Publisher: Electronic Arts (1989)
Check it out - a game set in the future that actually takes place in the future!
In 2061 genetic experiments are in progress aboard an orbiting space station to develop a stronger, heartier race of mining creatures. What could possibly go wrong?
Project Firestart casts you in the role of an intrepid "fixer" sent to retrieve the station's log files, initiate self-destruct, and get the heck out of Dodge before two hours elapses. Otherwise *they* well remotely destruct the ship, taking you with it. Which begs the question, why are they sending you in the first place? They must really want those logs! Once you arrive they fax
you a map. Who could have guessed such a problematic, hated technology would make a comeback in 2061? I'm surprised they didn't issue me a beeper
for good measure! I had read Project Firestart is considered one of the first (if not the
first) "survival horror" title and I believe it. Despite minimal sound and sparse inventory there's a pervading sense of dread and foreboding as you search the deserted vessel while keeping an eye on that ever-ticking countdown. On occasion you're subjected to a jump-scare in the form of a sudden loud noise accompanied by a quick cut-scene of a mutant. When played in a dark room in total silence it is a jarring experience! Despite being armed with an energy weapon there isn't much combat. Finding your way around is the primary challenge and it can feel tedious at times. The game seems designed for confusion. You press "up" to enter a room but to exit you have to push left?
And while I'm no cartographer I am
a guy and could not make heads or tails out of the so-called map. I did find a decent fan-made map on the internet so apparently I wasn't the only one with issues. Apparently there are several endings to the game although to date I've only been able to achieve one of them. Sadly, it's the one where you die!
There's no "Try again?" option. No, you have to power-cycle the C64 and completely reload the game. Talk about punishment! Project Firestart is a difficult and often disorienting experience. Still, when played alone at night it does a surprisingly good job of raising goose bumps and building tension as you feverish try to complete a harrowing mission in the lonely desolation of space. © Copyright 2018 The Video Game Critic.
Raid Over Moscow
Publisher: Access Software (1984)

◆ Your assignment
From the Project Firestart review, extract the passage from "And while I'm" to "where you die!".

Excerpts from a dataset

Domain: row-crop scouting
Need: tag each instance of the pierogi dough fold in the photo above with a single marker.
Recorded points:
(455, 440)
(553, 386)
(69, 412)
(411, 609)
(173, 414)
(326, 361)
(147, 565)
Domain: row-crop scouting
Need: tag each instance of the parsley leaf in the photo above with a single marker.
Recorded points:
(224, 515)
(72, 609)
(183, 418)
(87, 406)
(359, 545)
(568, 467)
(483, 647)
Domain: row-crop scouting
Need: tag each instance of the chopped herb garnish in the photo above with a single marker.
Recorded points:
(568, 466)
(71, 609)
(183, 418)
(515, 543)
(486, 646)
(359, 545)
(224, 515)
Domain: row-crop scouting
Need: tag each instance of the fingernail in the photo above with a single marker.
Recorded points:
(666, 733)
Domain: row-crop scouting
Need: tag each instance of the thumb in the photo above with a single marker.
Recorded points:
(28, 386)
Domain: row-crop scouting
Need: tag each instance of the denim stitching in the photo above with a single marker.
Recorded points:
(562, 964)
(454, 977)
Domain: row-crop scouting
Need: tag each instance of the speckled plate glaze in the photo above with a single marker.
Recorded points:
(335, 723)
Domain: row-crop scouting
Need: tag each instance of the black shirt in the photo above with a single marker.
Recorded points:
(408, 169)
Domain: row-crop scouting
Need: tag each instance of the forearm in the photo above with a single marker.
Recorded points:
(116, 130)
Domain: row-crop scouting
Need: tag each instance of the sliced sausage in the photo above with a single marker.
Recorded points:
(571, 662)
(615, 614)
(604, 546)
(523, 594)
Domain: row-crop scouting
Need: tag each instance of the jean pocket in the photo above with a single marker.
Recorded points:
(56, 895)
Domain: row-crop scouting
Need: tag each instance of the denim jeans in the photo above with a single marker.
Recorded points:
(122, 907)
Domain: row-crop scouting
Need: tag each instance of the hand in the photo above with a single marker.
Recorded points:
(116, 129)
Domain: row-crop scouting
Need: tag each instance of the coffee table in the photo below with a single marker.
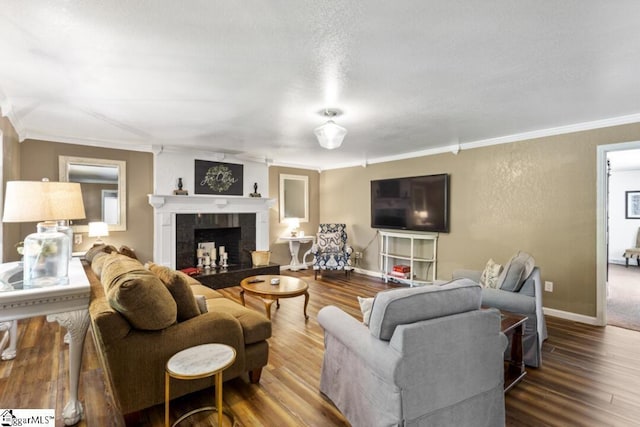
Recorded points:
(289, 287)
(512, 325)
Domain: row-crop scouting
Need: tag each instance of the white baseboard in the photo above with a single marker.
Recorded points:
(589, 320)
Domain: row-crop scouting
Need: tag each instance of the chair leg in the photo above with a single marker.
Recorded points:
(254, 375)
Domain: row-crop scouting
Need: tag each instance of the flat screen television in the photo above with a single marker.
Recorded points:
(418, 203)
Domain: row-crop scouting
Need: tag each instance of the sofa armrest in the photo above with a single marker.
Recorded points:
(467, 274)
(376, 354)
(509, 301)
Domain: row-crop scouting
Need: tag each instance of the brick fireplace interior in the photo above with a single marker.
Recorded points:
(235, 231)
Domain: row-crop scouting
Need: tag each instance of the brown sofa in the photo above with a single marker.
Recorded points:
(141, 315)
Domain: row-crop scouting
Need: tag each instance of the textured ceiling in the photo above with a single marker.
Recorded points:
(250, 78)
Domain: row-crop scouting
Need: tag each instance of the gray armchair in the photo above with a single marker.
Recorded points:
(526, 299)
(430, 356)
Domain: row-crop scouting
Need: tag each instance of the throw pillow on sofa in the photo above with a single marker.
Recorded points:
(138, 294)
(365, 307)
(179, 288)
(490, 274)
(516, 271)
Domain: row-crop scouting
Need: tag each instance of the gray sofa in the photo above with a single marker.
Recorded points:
(430, 357)
(526, 299)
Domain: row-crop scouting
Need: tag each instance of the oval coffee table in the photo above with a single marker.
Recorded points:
(261, 287)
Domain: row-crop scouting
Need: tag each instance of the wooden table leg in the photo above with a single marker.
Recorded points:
(219, 397)
(167, 378)
(267, 306)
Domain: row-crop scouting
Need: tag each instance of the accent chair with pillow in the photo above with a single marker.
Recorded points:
(518, 289)
(331, 251)
(429, 357)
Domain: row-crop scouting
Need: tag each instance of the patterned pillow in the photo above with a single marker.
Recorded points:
(365, 307)
(489, 278)
(330, 242)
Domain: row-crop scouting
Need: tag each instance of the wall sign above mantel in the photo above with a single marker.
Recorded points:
(218, 178)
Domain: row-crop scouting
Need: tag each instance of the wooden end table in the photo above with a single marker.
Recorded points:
(289, 287)
(512, 325)
(197, 362)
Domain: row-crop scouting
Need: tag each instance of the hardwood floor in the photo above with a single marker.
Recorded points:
(590, 375)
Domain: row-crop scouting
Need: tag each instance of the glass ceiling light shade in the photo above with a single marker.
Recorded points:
(47, 252)
(330, 135)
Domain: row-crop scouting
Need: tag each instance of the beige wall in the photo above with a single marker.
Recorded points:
(280, 250)
(39, 159)
(10, 172)
(538, 196)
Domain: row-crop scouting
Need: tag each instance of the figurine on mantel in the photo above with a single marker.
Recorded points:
(180, 191)
(255, 191)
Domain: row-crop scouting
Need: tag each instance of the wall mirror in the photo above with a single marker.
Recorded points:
(104, 190)
(294, 197)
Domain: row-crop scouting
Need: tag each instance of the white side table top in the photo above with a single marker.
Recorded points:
(201, 360)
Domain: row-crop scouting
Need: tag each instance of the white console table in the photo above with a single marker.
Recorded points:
(294, 248)
(69, 306)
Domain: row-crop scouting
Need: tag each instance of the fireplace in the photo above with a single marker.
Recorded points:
(236, 232)
(250, 214)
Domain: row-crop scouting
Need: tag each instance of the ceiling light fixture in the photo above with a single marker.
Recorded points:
(330, 135)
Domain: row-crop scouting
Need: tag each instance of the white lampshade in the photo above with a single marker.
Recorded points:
(294, 223)
(47, 252)
(32, 201)
(330, 135)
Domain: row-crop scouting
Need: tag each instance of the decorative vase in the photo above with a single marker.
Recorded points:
(46, 257)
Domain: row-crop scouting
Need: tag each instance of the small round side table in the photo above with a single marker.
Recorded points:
(199, 362)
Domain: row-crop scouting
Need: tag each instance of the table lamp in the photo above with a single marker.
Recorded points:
(294, 224)
(46, 253)
(98, 229)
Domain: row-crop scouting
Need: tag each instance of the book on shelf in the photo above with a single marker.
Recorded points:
(399, 274)
(402, 268)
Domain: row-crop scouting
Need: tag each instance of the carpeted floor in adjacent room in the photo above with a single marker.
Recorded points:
(623, 296)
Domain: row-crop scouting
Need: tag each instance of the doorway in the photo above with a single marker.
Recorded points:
(618, 287)
(623, 282)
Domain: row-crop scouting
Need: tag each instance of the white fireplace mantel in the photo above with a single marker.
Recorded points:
(165, 208)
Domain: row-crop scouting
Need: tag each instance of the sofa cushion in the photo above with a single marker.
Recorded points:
(409, 305)
(255, 326)
(180, 290)
(515, 272)
(137, 294)
(96, 249)
(206, 292)
(98, 263)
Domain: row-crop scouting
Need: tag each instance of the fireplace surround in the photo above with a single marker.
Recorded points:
(167, 207)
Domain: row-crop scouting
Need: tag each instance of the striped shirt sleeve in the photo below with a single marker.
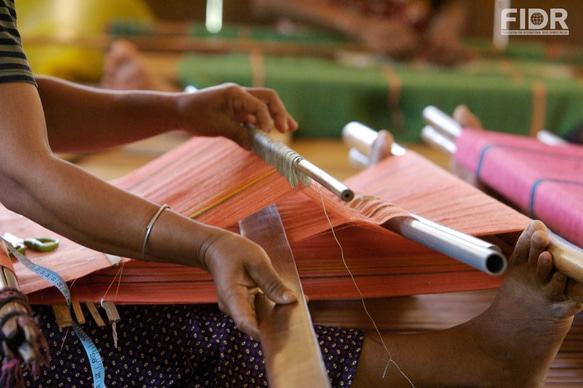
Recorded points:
(14, 66)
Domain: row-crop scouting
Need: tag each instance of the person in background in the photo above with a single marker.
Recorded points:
(513, 343)
(401, 29)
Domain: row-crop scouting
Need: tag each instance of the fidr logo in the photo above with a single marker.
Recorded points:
(534, 21)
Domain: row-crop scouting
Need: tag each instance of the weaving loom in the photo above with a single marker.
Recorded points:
(229, 191)
(408, 268)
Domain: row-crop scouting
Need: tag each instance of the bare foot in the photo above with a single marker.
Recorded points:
(126, 69)
(531, 315)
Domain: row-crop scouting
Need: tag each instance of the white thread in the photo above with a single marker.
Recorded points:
(390, 361)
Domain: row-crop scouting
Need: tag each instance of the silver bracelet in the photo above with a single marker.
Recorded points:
(149, 228)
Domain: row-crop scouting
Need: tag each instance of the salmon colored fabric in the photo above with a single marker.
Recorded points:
(199, 180)
(544, 181)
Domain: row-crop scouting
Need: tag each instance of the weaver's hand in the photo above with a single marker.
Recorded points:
(239, 268)
(220, 111)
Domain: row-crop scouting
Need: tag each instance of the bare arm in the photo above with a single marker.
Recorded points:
(81, 118)
(79, 206)
(391, 37)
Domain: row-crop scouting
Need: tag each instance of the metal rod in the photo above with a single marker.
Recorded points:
(442, 122)
(487, 260)
(278, 154)
(322, 177)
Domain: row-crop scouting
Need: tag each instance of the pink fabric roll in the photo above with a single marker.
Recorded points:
(544, 181)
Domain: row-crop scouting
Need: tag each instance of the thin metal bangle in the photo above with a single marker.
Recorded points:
(149, 229)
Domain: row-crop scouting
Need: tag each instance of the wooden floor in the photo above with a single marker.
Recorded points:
(403, 314)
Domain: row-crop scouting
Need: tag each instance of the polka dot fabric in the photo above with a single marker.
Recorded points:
(177, 346)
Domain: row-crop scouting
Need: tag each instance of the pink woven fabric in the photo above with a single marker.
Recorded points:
(546, 182)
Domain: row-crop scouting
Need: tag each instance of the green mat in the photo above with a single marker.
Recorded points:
(324, 95)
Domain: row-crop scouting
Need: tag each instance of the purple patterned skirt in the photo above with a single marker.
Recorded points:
(177, 346)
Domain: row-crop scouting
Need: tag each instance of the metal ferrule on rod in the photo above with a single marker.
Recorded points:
(322, 177)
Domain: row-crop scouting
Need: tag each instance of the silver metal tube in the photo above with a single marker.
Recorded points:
(486, 260)
(322, 177)
(442, 122)
(464, 236)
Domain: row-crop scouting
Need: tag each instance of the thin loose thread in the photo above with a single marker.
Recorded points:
(390, 360)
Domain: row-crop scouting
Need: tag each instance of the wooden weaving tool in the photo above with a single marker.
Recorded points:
(443, 132)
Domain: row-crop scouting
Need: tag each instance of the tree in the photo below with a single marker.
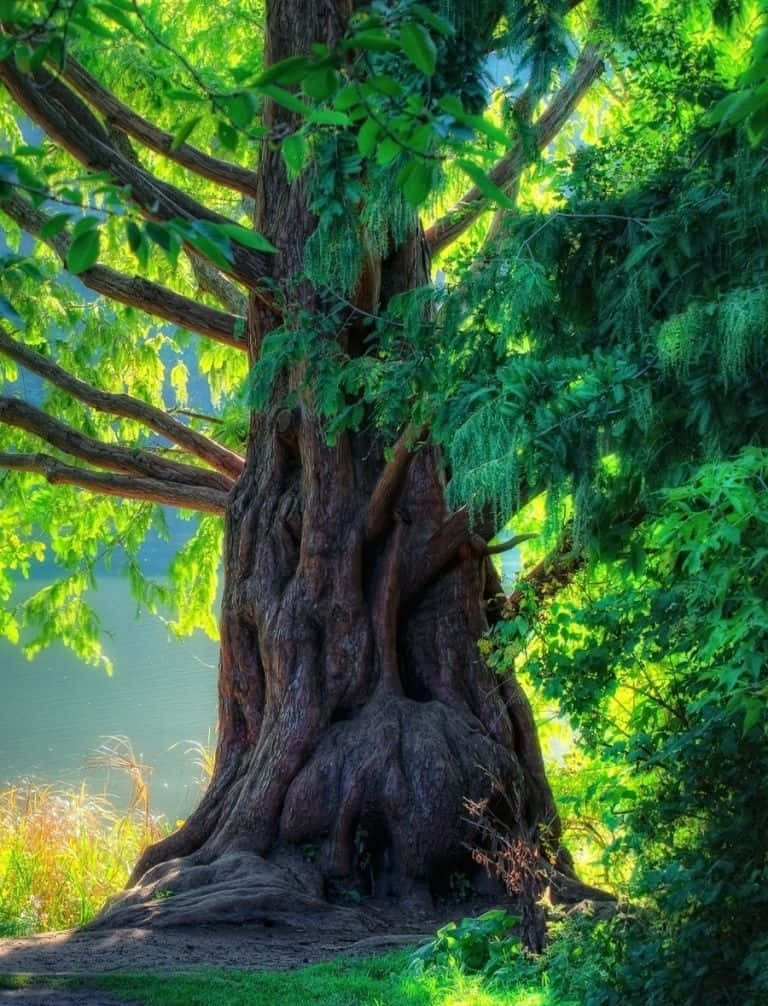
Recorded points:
(356, 717)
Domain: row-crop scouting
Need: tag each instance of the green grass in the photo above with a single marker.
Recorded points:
(61, 854)
(381, 981)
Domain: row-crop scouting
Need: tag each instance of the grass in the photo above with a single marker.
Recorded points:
(388, 980)
(61, 854)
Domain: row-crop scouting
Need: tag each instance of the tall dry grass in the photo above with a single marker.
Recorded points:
(62, 852)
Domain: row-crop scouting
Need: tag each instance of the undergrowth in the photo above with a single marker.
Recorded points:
(62, 852)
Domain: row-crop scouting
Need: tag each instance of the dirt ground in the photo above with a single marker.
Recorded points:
(171, 950)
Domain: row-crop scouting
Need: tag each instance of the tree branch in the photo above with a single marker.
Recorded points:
(211, 281)
(391, 483)
(21, 415)
(68, 121)
(448, 227)
(133, 290)
(441, 549)
(505, 546)
(152, 490)
(220, 458)
(119, 115)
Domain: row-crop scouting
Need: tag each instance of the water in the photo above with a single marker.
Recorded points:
(54, 711)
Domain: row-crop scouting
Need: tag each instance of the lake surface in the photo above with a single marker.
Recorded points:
(54, 711)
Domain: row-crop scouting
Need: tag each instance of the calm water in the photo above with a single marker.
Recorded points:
(54, 711)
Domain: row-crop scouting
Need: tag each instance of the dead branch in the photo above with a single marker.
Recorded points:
(220, 458)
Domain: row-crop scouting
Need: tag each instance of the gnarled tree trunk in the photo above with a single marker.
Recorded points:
(356, 717)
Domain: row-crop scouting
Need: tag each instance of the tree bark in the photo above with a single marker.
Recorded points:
(356, 717)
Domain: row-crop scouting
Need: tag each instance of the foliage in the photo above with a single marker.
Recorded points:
(61, 854)
(665, 670)
(473, 945)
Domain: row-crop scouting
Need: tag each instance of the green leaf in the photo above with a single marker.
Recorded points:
(295, 153)
(183, 132)
(241, 107)
(321, 84)
(54, 225)
(10, 314)
(382, 84)
(251, 238)
(755, 709)
(285, 98)
(440, 24)
(418, 183)
(486, 186)
(84, 252)
(327, 117)
(183, 95)
(289, 70)
(117, 15)
(367, 137)
(373, 40)
(84, 224)
(134, 234)
(227, 135)
(389, 149)
(418, 45)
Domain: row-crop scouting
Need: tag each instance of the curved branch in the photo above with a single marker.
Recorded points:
(117, 114)
(21, 415)
(68, 121)
(152, 490)
(211, 281)
(442, 548)
(446, 229)
(213, 454)
(133, 290)
(391, 483)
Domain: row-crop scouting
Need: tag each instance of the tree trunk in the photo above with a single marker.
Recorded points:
(356, 717)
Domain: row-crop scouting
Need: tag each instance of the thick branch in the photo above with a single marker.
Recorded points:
(68, 121)
(219, 458)
(442, 549)
(133, 290)
(554, 572)
(391, 483)
(14, 412)
(211, 281)
(152, 490)
(509, 168)
(124, 118)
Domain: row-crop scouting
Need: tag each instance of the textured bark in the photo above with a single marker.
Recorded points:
(356, 717)
(507, 171)
(134, 291)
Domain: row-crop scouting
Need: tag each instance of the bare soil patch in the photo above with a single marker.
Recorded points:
(184, 948)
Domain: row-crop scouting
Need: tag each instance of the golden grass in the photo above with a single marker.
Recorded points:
(62, 852)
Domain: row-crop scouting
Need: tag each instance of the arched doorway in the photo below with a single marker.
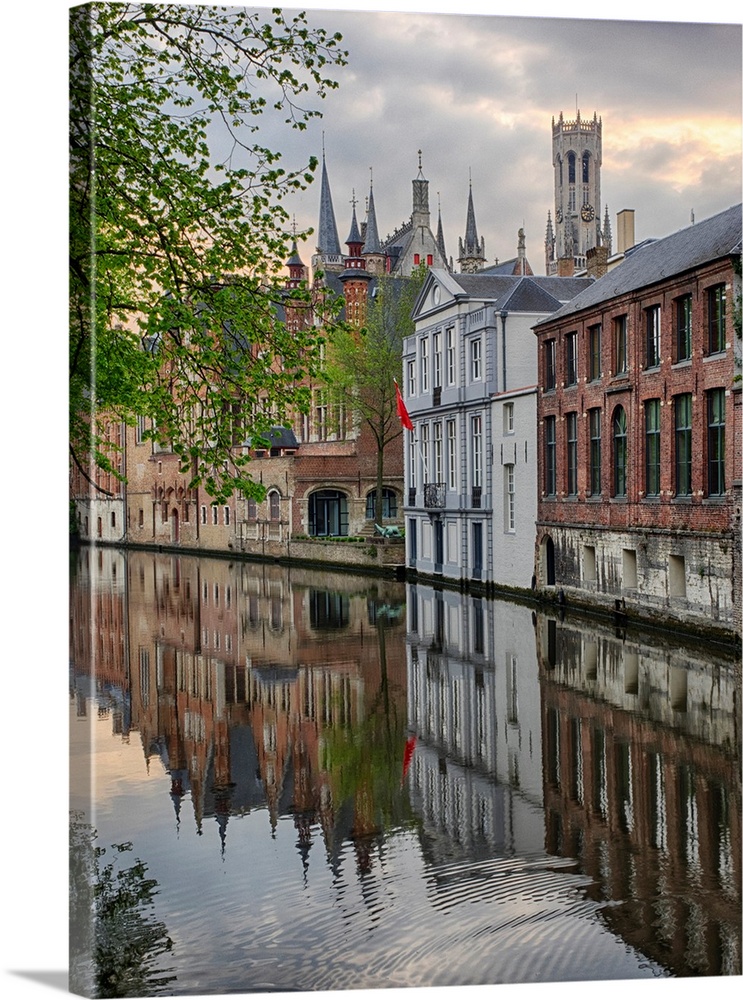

◆ Answer to this exercise
And while I'm no cartographer I am
a guy and could not make heads or tails out of the so-called map. I did find a decent fan-made map on the internet so apparently I wasn't the only one with issues. Apparently there are several endings to the game although to date I've only been able to achieve one of them. Sadly, it's the one where you die!